--- START Exercise material ---

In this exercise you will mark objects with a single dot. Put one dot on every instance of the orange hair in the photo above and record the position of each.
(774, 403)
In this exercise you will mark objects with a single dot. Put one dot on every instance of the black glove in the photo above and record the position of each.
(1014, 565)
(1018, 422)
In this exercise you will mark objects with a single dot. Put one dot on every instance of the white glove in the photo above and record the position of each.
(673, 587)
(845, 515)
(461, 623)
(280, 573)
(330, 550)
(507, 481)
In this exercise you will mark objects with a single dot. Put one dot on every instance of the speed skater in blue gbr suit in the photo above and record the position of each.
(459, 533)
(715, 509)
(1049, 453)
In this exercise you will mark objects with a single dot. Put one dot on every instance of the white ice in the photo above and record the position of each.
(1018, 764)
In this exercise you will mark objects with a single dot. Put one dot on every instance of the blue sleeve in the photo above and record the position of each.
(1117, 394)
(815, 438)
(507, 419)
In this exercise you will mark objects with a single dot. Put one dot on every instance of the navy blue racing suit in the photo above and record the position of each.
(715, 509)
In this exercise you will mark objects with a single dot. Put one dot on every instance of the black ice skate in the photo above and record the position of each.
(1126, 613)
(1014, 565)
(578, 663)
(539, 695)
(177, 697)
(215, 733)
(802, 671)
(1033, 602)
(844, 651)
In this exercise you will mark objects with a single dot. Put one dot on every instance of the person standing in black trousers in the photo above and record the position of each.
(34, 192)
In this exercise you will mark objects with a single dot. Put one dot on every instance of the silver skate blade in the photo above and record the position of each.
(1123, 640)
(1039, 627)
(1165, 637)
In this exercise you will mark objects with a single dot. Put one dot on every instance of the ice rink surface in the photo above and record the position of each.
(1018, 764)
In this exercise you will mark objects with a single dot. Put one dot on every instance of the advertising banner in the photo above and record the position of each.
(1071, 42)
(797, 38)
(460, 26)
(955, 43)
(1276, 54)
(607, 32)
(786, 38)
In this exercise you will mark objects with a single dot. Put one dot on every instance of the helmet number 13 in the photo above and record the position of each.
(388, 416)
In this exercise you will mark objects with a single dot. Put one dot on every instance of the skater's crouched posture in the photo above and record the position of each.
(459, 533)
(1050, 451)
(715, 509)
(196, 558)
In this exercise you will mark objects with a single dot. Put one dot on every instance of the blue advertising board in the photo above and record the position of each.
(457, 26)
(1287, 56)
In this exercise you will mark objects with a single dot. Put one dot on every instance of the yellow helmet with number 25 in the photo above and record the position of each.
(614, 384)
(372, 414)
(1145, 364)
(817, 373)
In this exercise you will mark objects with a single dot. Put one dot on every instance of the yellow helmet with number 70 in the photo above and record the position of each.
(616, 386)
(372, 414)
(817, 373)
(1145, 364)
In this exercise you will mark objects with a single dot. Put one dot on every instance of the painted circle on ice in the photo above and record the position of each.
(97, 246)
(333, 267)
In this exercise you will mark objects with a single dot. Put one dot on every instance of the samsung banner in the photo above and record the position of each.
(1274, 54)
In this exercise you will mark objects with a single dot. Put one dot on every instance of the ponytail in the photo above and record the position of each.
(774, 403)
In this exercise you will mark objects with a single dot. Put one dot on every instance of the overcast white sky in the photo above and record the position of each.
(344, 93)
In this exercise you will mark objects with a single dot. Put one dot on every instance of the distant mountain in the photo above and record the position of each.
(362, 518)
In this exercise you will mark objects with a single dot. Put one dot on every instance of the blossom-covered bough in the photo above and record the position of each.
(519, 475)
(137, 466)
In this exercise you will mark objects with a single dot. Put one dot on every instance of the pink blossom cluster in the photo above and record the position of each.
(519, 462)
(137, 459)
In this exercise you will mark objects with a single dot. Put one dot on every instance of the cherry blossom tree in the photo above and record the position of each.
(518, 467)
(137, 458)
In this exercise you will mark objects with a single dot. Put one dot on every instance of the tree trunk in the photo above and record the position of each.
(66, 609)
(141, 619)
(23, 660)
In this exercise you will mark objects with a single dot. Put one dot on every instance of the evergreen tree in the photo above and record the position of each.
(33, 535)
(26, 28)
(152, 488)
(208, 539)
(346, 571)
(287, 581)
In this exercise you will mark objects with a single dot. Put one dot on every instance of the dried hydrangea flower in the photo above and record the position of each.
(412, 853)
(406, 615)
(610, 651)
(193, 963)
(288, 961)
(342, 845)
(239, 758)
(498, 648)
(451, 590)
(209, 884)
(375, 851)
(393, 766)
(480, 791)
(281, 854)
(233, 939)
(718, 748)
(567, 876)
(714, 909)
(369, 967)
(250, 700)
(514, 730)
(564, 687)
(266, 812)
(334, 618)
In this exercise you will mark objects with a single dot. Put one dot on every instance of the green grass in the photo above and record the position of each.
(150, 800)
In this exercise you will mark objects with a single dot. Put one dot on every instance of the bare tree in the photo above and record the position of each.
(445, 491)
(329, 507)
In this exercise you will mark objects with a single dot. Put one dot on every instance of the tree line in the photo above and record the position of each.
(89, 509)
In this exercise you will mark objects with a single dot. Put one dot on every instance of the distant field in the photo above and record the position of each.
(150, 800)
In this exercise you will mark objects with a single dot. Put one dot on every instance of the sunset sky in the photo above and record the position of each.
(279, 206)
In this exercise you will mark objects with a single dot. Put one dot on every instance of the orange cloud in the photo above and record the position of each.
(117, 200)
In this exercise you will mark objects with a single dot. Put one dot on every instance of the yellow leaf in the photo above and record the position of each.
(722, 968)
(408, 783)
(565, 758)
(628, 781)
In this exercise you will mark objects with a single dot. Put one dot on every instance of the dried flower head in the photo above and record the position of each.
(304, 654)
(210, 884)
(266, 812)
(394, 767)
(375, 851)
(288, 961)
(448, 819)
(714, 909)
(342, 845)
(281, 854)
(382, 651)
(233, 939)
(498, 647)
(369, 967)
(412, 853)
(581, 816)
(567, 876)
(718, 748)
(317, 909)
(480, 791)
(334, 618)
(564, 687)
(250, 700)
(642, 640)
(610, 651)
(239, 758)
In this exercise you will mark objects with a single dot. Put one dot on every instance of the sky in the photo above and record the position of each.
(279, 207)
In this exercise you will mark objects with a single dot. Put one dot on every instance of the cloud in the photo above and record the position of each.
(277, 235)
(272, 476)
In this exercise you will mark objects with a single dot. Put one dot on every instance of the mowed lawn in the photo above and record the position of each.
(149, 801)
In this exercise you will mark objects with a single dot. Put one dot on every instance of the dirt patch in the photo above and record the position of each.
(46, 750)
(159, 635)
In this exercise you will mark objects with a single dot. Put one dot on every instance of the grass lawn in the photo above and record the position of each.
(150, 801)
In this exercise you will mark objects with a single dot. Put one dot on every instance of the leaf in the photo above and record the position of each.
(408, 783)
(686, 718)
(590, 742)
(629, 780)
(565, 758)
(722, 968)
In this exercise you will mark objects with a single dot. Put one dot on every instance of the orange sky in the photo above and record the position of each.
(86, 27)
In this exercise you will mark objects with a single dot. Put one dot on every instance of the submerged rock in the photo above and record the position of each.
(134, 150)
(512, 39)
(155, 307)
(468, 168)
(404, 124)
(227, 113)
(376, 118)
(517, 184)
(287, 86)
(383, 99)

--- END Exercise material ---

* Short exercise:
Rewrite all the entries with "single mark" in place of every "single dot", keeping everything else the same.

* The reply:
In this exercise you will mark objects with a single mark. Put one dot on every instance of the orange hair in the photo above and record the position of each.
(774, 403)
In this exercise you will mark objects with a single mark. Put one dot on every instance of the black glove in the photo above and record the position of each.
(1014, 565)
(1018, 422)
In this exercise you will mark objects with a single mark. Put one dot on every instance of the white glove in the photo above and record the position of each.
(673, 587)
(845, 515)
(461, 623)
(280, 573)
(330, 550)
(507, 481)
In this exercise you will mark objects with a single mark. Put one dot on every instance of the speed skater in blue gbr suit in the photo above and record the position of each.
(459, 533)
(715, 509)
(1049, 453)
In this exercise you will mark objects with a single mark. Put one dot on every instance of the white ice in the photo above and record the position of each.
(1018, 764)
In this exercise you will mark objects with a single mark. Put one dot on every instance of the blue sleeve in the photo above and record the position of each.
(1117, 394)
(815, 438)
(507, 419)
In this exercise you will mark objects with a single mark. Put one dot on every instance of the navy blue racing suit in the photo above and record the position of each.
(715, 509)
In this exercise you will mark objects with a single mark. Put one dot on every instance of the black ice skate in the photo above and record the position of each.
(1126, 613)
(1014, 565)
(578, 663)
(539, 695)
(177, 697)
(215, 733)
(802, 671)
(1033, 602)
(844, 651)
In this exercise you will mark objects with a single mark. Put one dot on every instance of the person standing in black trousers in the photo above and record the position of each.
(34, 192)
In this exercise you will mark objects with a single mark. Put one dot on every instance of the silver skate blade in the photo above and record the position of each.
(1123, 640)
(1039, 627)
(1165, 637)
In this exercise you will mark objects with a single mark. Put one dot on every instance of the ice rink surface in the photo above and record the position of each.
(1018, 764)
In this exercise you will mark objects with a single mark. Put one dot on every instance of the advertising banner in the photo above and record the position of each.
(1071, 42)
(797, 38)
(460, 26)
(955, 43)
(1276, 54)
(607, 32)
(786, 38)
In this exercise you will mark objects with a single mark. Put one dot on every instance of the helmet number 13 in the photo above and record the position of each.
(388, 416)
In this exercise you will mark objects with a single mark. Put one dot on every instance of the skater's crouched posture in the photo above and record the position of each.
(459, 533)
(1050, 451)
(715, 509)
(196, 558)
In this exercise you will mark objects with a single mark. Put one dot on every instance of the blue advertising board in the photo above and record the position of each.
(457, 26)
(1287, 56)
In this exercise you will mark objects with a single mark. Put one dot on every instance of the yellow helmet with number 25 in the photo above and record the position of each.
(614, 384)
(372, 414)
(1145, 364)
(817, 373)
In this exercise you will mark objects with a single mark. Put one dot on every instance of the yellow helmet with number 70 in the photo above and record the position of each.
(616, 386)
(372, 414)
(817, 373)
(1145, 364)
In this exercise you will mark objects with a single mark. Put one dot on every instance of the painted circle on ice in the photo above and record the position of each.
(97, 246)
(333, 267)
In this exercise you will mark objects with a single mark. Put one dot on every instance of the samsung banner in the photo above and record the position of each.
(1274, 54)
In this exercise you will mark objects with a single mark. Put one dot on every instance of the ponytail in the photo above and record the position of each.
(774, 403)
In this exercise you will mark objects with a single mark. Put one dot on every instance of the overcast white sky in the photo above and record the position of each.
(344, 93)
In this exercise you will mark objects with a single mark. Put one dot on every instance of the distant mountain in the photo above and record the position of each.
(362, 518)
In this exercise you will mark objects with a single mark. Put one dot on every instance of the blossom-covered bough in the photo above and record the position of each.
(519, 475)
(137, 466)
In this exercise you will mark objects with a single mark. Put one dot on every instance of the pink blossom cluster in the photo above and record the position of each.
(519, 462)
(137, 459)
In this exercise you will mark objects with a single mark. Put one dot on every instance of the cherry blossom tree in the photo above and record the position of each.
(518, 467)
(137, 458)
In this exercise you will mark objects with a single mark. Put one dot on every instance of the tree trunk in the photo above and record the position of each.
(66, 609)
(141, 619)
(23, 660)
In this exercise you will mark objects with a single mark. Put one dot on every instance of the evergreen tree in the photo above and record the position of each.
(33, 535)
(26, 28)
(152, 488)
(208, 539)
(346, 571)
(287, 581)
In this exercise you will mark objects with a single mark. Put one dot on every instance of the dried hydrangea flower in the photo above and record the position of each.
(412, 853)
(406, 615)
(610, 651)
(193, 963)
(288, 961)
(342, 845)
(239, 758)
(498, 648)
(451, 590)
(209, 884)
(375, 851)
(393, 766)
(480, 791)
(281, 854)
(233, 939)
(718, 748)
(567, 876)
(714, 909)
(369, 967)
(250, 700)
(514, 730)
(564, 687)
(266, 812)
(334, 618)
In this exercise you will mark objects with a single mark. Put one dot on every instance of the green grass in the photo above and record the position of each.
(150, 800)
In this exercise you will mark objects with a single mark. Put one dot on every instance of the bare tree in the photo above and record the position of each.
(445, 491)
(329, 507)
In this exercise you will mark objects with a single mark. Put one dot on every instance of the tree line in the photo above and record the position of each.
(89, 509)
In this exercise you will mark objects with a single mark. Put one dot on every instance of the distant field in the photo above and record the position of each.
(150, 800)
In this exercise you will mark objects with a single mark. Put one dot on every instance of the sunset sky in the photo above and record the position of each.
(279, 206)
In this exercise you will mark objects with a single mark. Put one dot on every instance of the orange cloud in the photo above and record the position of each.
(117, 200)
In this exercise you will mark objects with a single mark. Put one dot on every instance of the yellow leaf in the photo above and record the position of each.
(722, 968)
(408, 783)
(565, 758)
(628, 781)
In this exercise you will mark objects with a single mark. Put one dot on every instance of the dried flower head in the photo above and record the position of each.
(304, 654)
(210, 884)
(266, 812)
(394, 767)
(375, 851)
(288, 961)
(448, 819)
(714, 909)
(342, 845)
(281, 854)
(382, 651)
(233, 939)
(498, 647)
(369, 967)
(412, 853)
(581, 816)
(567, 876)
(718, 748)
(317, 909)
(480, 791)
(334, 618)
(564, 687)
(250, 700)
(642, 640)
(610, 651)
(239, 758)
In this exercise you will mark objects with a single mark. Put one dot on every instance of the sky in the photo above and record the position of each.
(279, 207)
In this exercise you will mark objects with a single mark. Put one dot on every instance of the cloud in the photo above and record the position of each.
(277, 235)
(272, 476)
In this exercise you will mark objects with a single mark. Put one dot on every instance of the mowed lawn in the photo above and record the position of each.
(149, 801)
In this exercise you will mark objects with a single mark. Put one dot on every instance of the dirt patch in the photo above and record the position of each.
(46, 750)
(159, 635)
In this exercise you will mark objects with a single mark. Put one dot on every instance of the grass lawn in the photo above and record the position of each.
(150, 801)
In this exercise you will mark objects with a single mark. Put one dot on every instance of the leaf in the photo above and record the position of each.
(408, 783)
(686, 718)
(590, 742)
(629, 780)
(565, 758)
(722, 968)
In this exercise you will mark objects with a single mark. Put one dot on every instance of the orange sky in the photo above and record the position of each.
(86, 27)
In this exercise you will mark objects with a single mark. Put one dot on every instance of the submerged rock in the photo above and record the position of each.
(134, 150)
(512, 39)
(155, 307)
(468, 168)
(404, 124)
(227, 113)
(376, 118)
(517, 184)
(287, 86)
(383, 99)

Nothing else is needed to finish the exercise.